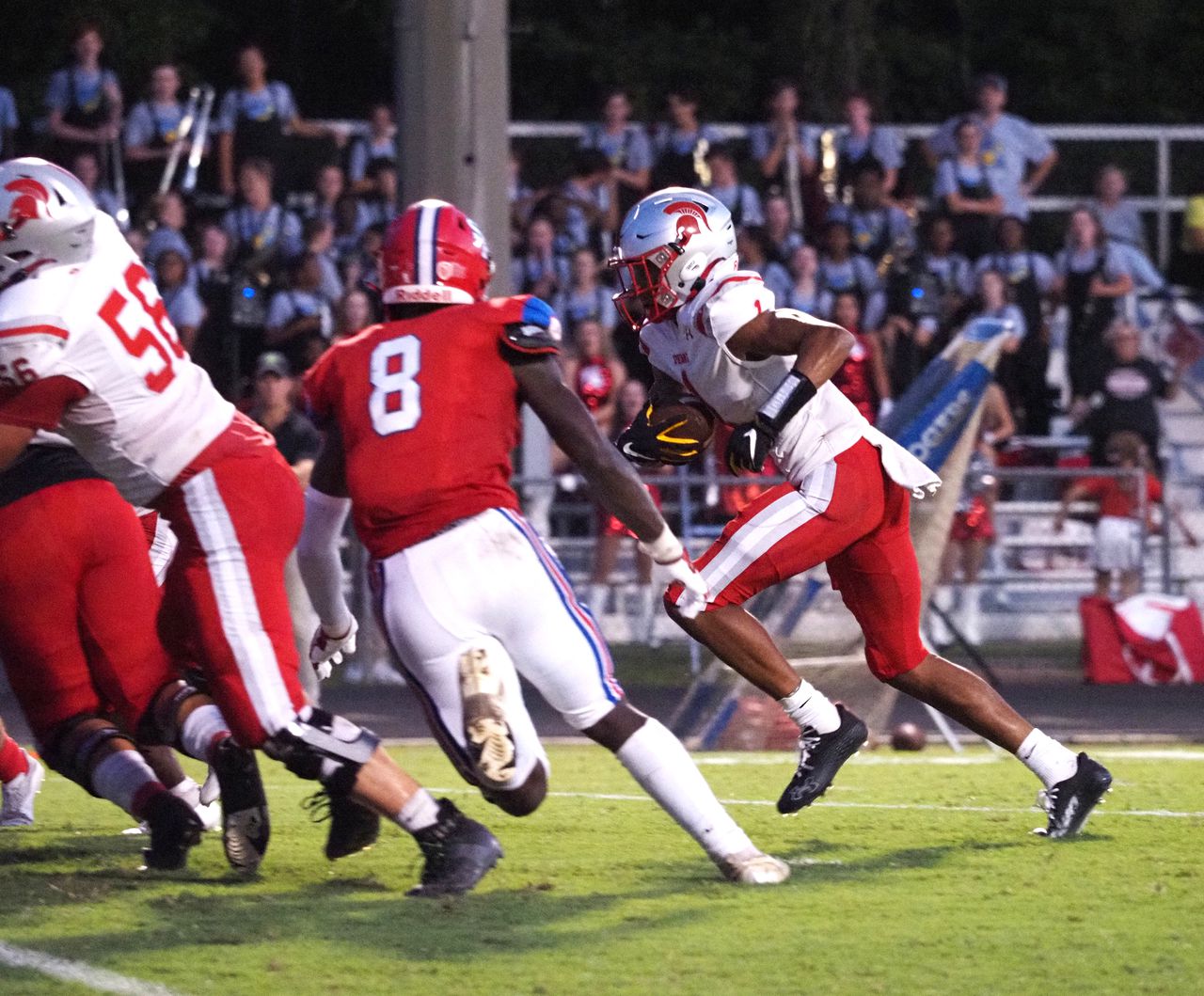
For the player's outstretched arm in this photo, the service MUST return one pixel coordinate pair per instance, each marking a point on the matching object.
(614, 483)
(820, 347)
(322, 571)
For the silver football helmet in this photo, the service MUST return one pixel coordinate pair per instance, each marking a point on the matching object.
(46, 218)
(669, 245)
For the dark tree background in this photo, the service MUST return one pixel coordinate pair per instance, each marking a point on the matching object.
(1091, 60)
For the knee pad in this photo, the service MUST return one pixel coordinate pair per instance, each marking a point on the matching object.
(323, 747)
(159, 725)
(75, 743)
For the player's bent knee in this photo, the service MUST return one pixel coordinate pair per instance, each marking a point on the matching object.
(617, 726)
(322, 747)
(77, 745)
(527, 798)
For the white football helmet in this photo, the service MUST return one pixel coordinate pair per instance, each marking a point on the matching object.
(669, 245)
(46, 218)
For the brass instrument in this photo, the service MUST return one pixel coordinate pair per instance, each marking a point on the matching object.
(830, 162)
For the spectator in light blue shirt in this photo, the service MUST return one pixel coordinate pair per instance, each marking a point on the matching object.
(8, 123)
(1010, 146)
(861, 142)
(625, 145)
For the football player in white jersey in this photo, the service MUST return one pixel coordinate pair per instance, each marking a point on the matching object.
(86, 344)
(712, 329)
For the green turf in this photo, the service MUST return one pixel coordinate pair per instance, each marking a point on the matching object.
(607, 896)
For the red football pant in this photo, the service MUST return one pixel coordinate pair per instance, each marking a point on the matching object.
(224, 600)
(849, 514)
(77, 608)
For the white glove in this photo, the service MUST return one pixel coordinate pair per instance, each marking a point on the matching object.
(326, 649)
(670, 565)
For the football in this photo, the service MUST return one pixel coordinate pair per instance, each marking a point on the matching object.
(683, 430)
(907, 736)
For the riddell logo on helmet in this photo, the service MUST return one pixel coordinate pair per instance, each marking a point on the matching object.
(29, 200)
(691, 219)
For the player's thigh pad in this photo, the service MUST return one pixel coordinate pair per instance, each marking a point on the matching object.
(430, 606)
(236, 523)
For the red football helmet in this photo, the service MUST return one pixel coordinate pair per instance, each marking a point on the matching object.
(434, 254)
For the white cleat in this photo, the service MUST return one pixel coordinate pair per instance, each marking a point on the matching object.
(752, 867)
(18, 795)
(485, 729)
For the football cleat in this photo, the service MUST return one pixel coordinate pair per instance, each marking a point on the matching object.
(18, 794)
(1070, 801)
(246, 827)
(175, 828)
(486, 733)
(752, 867)
(353, 828)
(459, 851)
(819, 760)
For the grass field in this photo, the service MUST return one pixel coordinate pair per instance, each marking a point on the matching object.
(915, 875)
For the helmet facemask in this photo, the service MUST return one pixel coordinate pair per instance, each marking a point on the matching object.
(645, 295)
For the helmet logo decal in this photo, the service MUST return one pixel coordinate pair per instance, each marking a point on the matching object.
(691, 219)
(31, 197)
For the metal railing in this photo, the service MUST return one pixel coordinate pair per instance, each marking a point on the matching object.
(1164, 202)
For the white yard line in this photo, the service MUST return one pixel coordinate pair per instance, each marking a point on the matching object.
(910, 806)
(80, 972)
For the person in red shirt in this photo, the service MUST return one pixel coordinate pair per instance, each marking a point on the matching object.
(421, 413)
(863, 377)
(1121, 528)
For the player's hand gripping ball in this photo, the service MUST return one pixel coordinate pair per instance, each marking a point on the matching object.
(670, 433)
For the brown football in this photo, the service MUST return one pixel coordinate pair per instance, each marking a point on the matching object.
(907, 736)
(683, 429)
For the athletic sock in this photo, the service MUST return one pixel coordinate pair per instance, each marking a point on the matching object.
(13, 761)
(201, 731)
(420, 812)
(128, 781)
(811, 707)
(1048, 759)
(662, 767)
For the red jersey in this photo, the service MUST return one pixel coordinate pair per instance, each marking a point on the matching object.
(854, 381)
(1117, 497)
(429, 413)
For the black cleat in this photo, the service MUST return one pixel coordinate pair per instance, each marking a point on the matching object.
(175, 828)
(820, 759)
(459, 851)
(353, 828)
(246, 827)
(1070, 801)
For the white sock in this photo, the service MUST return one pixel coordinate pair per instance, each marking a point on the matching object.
(201, 731)
(125, 780)
(662, 767)
(1048, 759)
(420, 812)
(811, 707)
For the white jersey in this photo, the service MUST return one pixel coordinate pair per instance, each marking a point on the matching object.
(691, 347)
(141, 410)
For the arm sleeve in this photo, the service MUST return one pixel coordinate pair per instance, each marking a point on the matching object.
(322, 571)
(533, 331)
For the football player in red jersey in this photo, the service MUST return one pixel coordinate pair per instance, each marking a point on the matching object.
(87, 346)
(420, 416)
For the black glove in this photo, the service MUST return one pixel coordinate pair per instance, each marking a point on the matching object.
(639, 442)
(749, 446)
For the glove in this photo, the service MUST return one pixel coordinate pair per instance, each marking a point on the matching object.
(326, 651)
(748, 447)
(671, 565)
(639, 443)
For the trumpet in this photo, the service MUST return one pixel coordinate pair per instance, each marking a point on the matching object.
(194, 123)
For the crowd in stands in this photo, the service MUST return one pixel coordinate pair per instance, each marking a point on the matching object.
(831, 218)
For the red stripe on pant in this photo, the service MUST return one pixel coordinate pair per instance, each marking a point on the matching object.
(77, 606)
(226, 605)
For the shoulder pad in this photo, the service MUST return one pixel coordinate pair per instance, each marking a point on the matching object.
(531, 327)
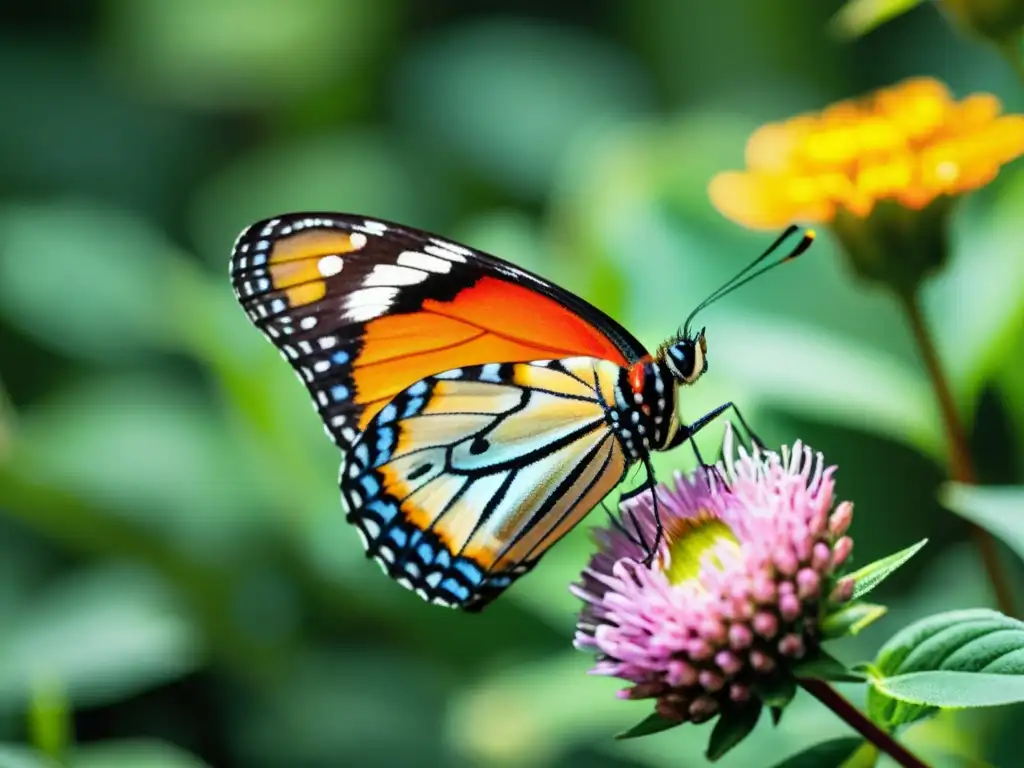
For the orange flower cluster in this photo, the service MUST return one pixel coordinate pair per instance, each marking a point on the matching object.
(909, 143)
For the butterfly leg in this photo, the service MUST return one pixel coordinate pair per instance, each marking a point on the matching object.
(687, 432)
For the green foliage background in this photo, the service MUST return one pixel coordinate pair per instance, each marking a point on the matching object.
(177, 585)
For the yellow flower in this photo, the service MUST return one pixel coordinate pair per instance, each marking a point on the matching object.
(910, 143)
(882, 171)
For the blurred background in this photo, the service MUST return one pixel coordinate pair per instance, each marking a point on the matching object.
(177, 585)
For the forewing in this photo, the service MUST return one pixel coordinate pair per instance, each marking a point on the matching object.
(364, 308)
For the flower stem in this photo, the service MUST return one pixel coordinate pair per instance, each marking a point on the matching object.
(859, 722)
(961, 464)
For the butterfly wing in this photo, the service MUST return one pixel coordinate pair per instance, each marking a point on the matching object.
(364, 308)
(466, 478)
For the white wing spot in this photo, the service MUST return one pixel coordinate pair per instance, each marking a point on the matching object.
(453, 247)
(389, 274)
(419, 260)
(330, 265)
(443, 253)
(489, 372)
(368, 303)
(373, 227)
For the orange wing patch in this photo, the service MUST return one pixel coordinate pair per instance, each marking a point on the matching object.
(491, 322)
(522, 314)
(299, 264)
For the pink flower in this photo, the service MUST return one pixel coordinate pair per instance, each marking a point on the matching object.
(742, 576)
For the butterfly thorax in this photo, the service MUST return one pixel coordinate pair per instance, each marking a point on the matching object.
(645, 418)
(645, 415)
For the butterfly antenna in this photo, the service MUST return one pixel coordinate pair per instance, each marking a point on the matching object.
(752, 270)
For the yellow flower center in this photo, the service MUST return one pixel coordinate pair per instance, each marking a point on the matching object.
(697, 540)
(910, 143)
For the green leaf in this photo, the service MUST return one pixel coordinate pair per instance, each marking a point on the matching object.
(301, 174)
(844, 389)
(858, 17)
(49, 718)
(133, 754)
(825, 667)
(955, 689)
(997, 510)
(731, 728)
(873, 573)
(103, 634)
(851, 620)
(830, 754)
(148, 450)
(244, 52)
(653, 723)
(16, 756)
(978, 641)
(85, 281)
(508, 99)
(778, 691)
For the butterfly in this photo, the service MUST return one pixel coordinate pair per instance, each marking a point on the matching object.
(481, 411)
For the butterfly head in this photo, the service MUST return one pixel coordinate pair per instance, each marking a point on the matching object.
(686, 356)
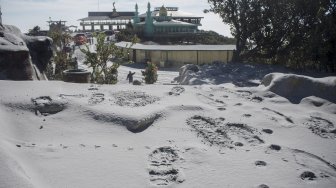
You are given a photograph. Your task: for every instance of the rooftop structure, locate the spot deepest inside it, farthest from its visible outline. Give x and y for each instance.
(166, 22)
(178, 55)
(163, 21)
(106, 20)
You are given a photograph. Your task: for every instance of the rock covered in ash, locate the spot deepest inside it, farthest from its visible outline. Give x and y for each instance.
(186, 72)
(23, 57)
(296, 87)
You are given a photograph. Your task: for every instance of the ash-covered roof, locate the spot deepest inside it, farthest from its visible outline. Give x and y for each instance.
(138, 46)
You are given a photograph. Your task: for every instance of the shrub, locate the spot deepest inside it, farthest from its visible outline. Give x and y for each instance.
(150, 73)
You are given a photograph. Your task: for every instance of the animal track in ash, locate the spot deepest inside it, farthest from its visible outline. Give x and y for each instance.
(163, 168)
(230, 135)
(289, 122)
(318, 165)
(322, 127)
(211, 100)
(268, 131)
(248, 95)
(260, 163)
(133, 98)
(176, 90)
(96, 98)
(308, 175)
(45, 105)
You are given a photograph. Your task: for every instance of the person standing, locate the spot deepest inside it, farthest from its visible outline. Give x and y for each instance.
(130, 76)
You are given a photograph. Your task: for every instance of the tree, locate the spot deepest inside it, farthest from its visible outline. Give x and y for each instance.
(61, 56)
(35, 31)
(298, 33)
(102, 73)
(150, 73)
(235, 13)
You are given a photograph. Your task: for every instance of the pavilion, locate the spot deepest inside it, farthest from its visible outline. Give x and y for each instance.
(101, 21)
(165, 22)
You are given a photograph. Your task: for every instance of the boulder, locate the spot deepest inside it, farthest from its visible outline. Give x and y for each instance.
(136, 82)
(23, 57)
(296, 87)
(186, 71)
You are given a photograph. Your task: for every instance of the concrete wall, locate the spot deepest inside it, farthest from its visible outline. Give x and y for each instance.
(179, 58)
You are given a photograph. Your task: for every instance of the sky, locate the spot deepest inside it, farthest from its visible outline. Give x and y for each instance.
(26, 14)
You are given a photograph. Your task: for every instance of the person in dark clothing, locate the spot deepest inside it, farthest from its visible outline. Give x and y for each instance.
(130, 76)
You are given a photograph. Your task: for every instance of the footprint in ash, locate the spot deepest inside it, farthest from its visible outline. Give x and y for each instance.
(163, 169)
(177, 90)
(96, 98)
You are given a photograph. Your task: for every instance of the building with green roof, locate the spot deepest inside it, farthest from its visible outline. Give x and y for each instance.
(166, 22)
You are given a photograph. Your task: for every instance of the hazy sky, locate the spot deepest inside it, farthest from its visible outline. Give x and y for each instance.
(26, 14)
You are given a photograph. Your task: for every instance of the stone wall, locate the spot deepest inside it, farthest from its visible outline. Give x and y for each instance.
(23, 57)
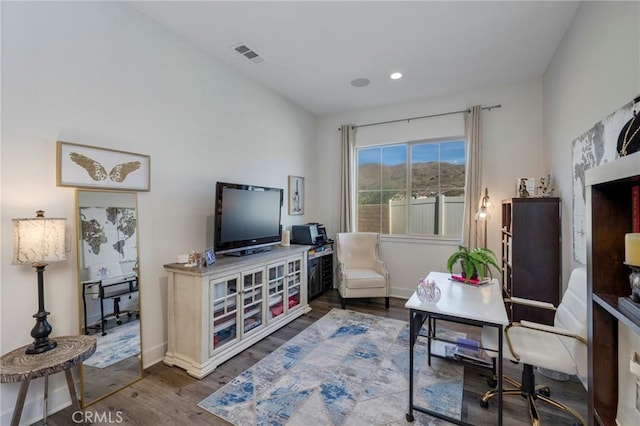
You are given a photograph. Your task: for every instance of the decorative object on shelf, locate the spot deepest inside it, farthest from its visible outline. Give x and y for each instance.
(632, 260)
(483, 214)
(296, 195)
(473, 262)
(544, 188)
(39, 241)
(428, 291)
(286, 238)
(209, 257)
(526, 187)
(83, 166)
(629, 138)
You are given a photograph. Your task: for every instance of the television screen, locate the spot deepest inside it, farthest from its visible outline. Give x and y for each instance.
(247, 218)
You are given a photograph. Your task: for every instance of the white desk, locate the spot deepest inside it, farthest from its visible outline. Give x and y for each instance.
(460, 303)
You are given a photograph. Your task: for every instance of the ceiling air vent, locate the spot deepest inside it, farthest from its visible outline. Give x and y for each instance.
(245, 51)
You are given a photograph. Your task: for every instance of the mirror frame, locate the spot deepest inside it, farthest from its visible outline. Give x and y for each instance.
(79, 267)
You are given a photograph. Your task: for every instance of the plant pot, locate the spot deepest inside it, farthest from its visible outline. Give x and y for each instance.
(474, 276)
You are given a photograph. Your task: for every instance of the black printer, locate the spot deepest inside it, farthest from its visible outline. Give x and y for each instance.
(309, 234)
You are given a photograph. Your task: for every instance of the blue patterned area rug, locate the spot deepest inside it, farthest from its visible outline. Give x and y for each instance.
(121, 342)
(347, 368)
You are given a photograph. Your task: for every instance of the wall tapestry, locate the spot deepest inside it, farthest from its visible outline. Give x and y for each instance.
(108, 235)
(595, 147)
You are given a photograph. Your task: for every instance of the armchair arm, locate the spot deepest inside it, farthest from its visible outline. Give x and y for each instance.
(555, 330)
(539, 327)
(530, 302)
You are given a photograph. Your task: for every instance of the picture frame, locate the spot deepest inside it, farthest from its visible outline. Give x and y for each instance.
(84, 166)
(296, 195)
(526, 187)
(209, 257)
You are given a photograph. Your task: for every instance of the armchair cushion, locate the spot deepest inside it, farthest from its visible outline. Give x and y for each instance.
(361, 273)
(364, 278)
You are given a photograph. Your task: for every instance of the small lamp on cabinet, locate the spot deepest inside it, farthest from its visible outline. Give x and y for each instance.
(483, 214)
(39, 241)
(632, 260)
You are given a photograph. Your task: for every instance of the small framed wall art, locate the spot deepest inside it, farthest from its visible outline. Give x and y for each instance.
(83, 166)
(526, 187)
(209, 257)
(296, 195)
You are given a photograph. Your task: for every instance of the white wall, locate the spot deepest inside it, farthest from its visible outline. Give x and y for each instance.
(594, 72)
(102, 74)
(512, 148)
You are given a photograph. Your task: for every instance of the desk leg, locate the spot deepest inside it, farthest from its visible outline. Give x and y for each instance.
(500, 354)
(22, 394)
(412, 340)
(45, 405)
(72, 391)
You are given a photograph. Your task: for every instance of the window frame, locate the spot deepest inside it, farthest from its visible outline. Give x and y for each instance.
(409, 237)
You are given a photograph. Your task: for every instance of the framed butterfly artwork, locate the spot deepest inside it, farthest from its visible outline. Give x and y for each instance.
(83, 166)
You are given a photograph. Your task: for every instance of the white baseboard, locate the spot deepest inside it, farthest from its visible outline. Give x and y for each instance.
(33, 406)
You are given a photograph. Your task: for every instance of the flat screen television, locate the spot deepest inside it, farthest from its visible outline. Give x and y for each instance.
(247, 218)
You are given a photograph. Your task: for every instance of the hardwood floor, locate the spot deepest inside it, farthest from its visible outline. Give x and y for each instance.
(168, 396)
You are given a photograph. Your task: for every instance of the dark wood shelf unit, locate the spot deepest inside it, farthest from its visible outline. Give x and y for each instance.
(531, 247)
(608, 219)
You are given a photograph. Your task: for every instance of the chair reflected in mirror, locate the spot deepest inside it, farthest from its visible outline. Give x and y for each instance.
(110, 286)
(109, 290)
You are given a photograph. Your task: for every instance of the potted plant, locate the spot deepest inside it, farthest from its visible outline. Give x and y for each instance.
(473, 262)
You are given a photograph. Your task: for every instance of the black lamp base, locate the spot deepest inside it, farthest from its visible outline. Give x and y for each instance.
(41, 347)
(41, 331)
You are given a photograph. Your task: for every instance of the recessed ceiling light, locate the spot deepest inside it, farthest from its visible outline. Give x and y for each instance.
(360, 82)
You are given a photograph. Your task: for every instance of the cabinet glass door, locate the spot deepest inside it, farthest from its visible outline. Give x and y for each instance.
(294, 283)
(277, 277)
(224, 302)
(252, 301)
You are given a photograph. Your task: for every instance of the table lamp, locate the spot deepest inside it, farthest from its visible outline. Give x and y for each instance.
(483, 214)
(39, 241)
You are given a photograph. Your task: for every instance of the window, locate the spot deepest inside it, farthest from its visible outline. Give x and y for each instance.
(430, 174)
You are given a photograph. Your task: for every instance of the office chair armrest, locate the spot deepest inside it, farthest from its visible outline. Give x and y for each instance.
(530, 302)
(551, 329)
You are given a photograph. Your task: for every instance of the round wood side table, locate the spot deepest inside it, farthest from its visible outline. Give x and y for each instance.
(17, 366)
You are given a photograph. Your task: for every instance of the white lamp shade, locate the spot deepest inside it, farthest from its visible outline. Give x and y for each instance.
(38, 240)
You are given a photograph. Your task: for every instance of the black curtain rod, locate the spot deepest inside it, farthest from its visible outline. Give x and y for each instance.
(489, 108)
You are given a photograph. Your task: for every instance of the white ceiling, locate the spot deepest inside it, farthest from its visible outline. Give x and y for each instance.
(313, 49)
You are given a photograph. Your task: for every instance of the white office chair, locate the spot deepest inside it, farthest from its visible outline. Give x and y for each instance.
(361, 273)
(561, 347)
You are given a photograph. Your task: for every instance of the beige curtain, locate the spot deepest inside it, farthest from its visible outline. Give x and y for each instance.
(473, 183)
(348, 140)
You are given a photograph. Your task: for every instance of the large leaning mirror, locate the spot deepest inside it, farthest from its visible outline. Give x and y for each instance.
(109, 290)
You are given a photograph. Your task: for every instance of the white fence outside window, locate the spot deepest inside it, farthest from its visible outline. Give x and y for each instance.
(439, 215)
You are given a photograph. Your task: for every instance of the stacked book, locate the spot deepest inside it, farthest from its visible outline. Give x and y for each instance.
(469, 350)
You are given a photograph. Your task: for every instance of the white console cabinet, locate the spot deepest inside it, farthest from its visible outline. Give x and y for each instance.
(214, 313)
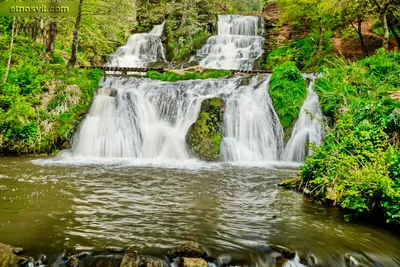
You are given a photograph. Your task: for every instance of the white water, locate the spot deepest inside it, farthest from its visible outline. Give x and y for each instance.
(308, 128)
(149, 120)
(236, 46)
(140, 50)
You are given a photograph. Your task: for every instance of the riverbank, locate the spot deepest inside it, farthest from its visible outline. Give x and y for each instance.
(357, 167)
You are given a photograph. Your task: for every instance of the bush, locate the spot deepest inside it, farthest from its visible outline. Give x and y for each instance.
(358, 165)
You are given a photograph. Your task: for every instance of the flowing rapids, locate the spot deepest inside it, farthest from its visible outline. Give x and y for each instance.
(140, 50)
(236, 46)
(308, 128)
(233, 210)
(143, 118)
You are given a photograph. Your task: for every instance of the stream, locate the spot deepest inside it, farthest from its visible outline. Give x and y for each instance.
(229, 208)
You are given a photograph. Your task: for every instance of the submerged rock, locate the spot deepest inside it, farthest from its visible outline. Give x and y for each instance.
(190, 250)
(130, 259)
(286, 253)
(193, 262)
(9, 257)
(151, 262)
(205, 135)
(290, 183)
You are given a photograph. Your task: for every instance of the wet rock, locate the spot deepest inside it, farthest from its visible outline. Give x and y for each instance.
(130, 259)
(103, 261)
(8, 257)
(42, 260)
(72, 262)
(355, 261)
(108, 91)
(193, 262)
(281, 262)
(205, 135)
(290, 183)
(312, 261)
(286, 253)
(151, 262)
(189, 250)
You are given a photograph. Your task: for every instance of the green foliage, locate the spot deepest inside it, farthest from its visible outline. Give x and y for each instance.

☆ ☆ ☆ ☆ ☆ ☆ ☆

Start at the line containing "the bush, locate". Repeat it and each line after it, word for word, to the end of the records.

# [PROBLEM SOLUTION]
You are given a photograph. Your task: for every instance of the bush, locate the spot deepest inside it, farthest from its visible outline. Give x and y for each instance.
(358, 165)
You are given a photograph. Your task: for every instance of the flowing rapids, locate the spot deepest inside it, farthest from its visible outline. Give x and y for each instance.
(140, 50)
(236, 46)
(308, 128)
(233, 210)
(143, 118)
You are given a photograph. Your task: for every instance of the stream, locate the spot deepest inside it, farthest from its visible outline. Give x and y for each instance.
(229, 208)
You are given a photograph. Your task: for every instance of the submerged rock, locate the spot deepest inside it, farthest from its visible outline. Give x and y for each instance.
(190, 250)
(130, 259)
(286, 253)
(193, 262)
(9, 257)
(151, 262)
(205, 135)
(290, 183)
You are given a photograph. Your task: for every instance of the wet rock, locate the spot deepest inside it, farthest from its visible outline. Give x and y for each instance.
(130, 259)
(103, 261)
(8, 257)
(42, 260)
(72, 262)
(355, 261)
(108, 91)
(193, 262)
(281, 262)
(205, 135)
(290, 183)
(312, 261)
(286, 253)
(151, 262)
(189, 250)
You are given a photograph. Your task: for every instance of the green foliage, locate the spot deepest inside it, farthest from its visible outline. Give x and y for each instance.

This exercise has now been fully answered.